**EXCERPT**
The curse of the zombie restaurants: F&B sector must retrench or re-invent to remain profitable
Andrew McGregor, Retail & Leisure Partner, challenges an article printed in the Sunday Times ( October 15th) - 'Curse of the zombie restaurants' - which overly and erroneously paints a picture of doom and gloom in the F&B sector.
3 minutes to read
In 2016, the estimated leisure spend in the UK was £200 billion and accounted for approximately 20% of the total consumer spending per head of population. That’s £1 in every £5 channelled into leisure. Of that proportion, nearly 50% of it is classed as eating or drinking out of home. Might we argue that leisure is part of the fabric of life, and is a right, not a luxury.
We are not suggesting that all is rosy in the garden. The industry, and especially the F&B sector, faces unprecedented challenges of cost inflation at a time when sales growth is difficult to achieve.

**WHAT THE TASK ASKS**
Reproduce word for word the part of the zombie restaurants article starting at "3 minutes to" and ending at "difficult to achieve.".

**EXCERPTED DATA**
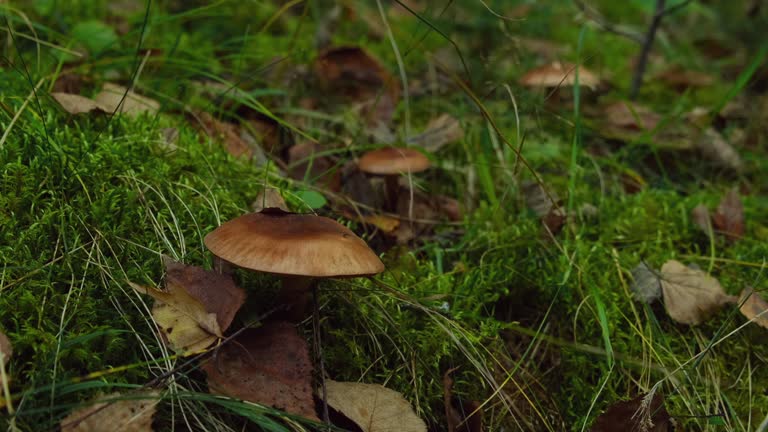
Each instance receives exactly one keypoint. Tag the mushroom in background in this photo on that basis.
(298, 247)
(390, 163)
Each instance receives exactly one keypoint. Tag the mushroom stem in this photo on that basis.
(391, 189)
(295, 293)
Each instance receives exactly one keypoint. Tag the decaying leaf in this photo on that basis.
(115, 98)
(75, 104)
(197, 306)
(680, 78)
(373, 407)
(646, 286)
(227, 134)
(465, 418)
(353, 74)
(641, 414)
(690, 295)
(269, 198)
(114, 413)
(559, 74)
(268, 365)
(729, 217)
(754, 307)
(701, 217)
(713, 146)
(6, 349)
(440, 132)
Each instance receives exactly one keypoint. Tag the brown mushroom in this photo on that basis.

**EXERCISE OUTPUT**
3 minutes to read
In 2016, the estimated leisure spend in the UK was £200 billion and accounted for approximately 20% of the total consumer spending per head of population. That’s £1 in every £5 channelled into leisure. Of that proportion, nearly 50% of it is classed as eating or drinking out of home. Might we argue that leisure is part of the fabric of life, and is a right, not a luxury.
We are not suggesting that all is rosy in the garden. The industry, and especially the F&B sector, faces unprecedented challenges of cost inflation at a time when sales growth is difficult to achieve.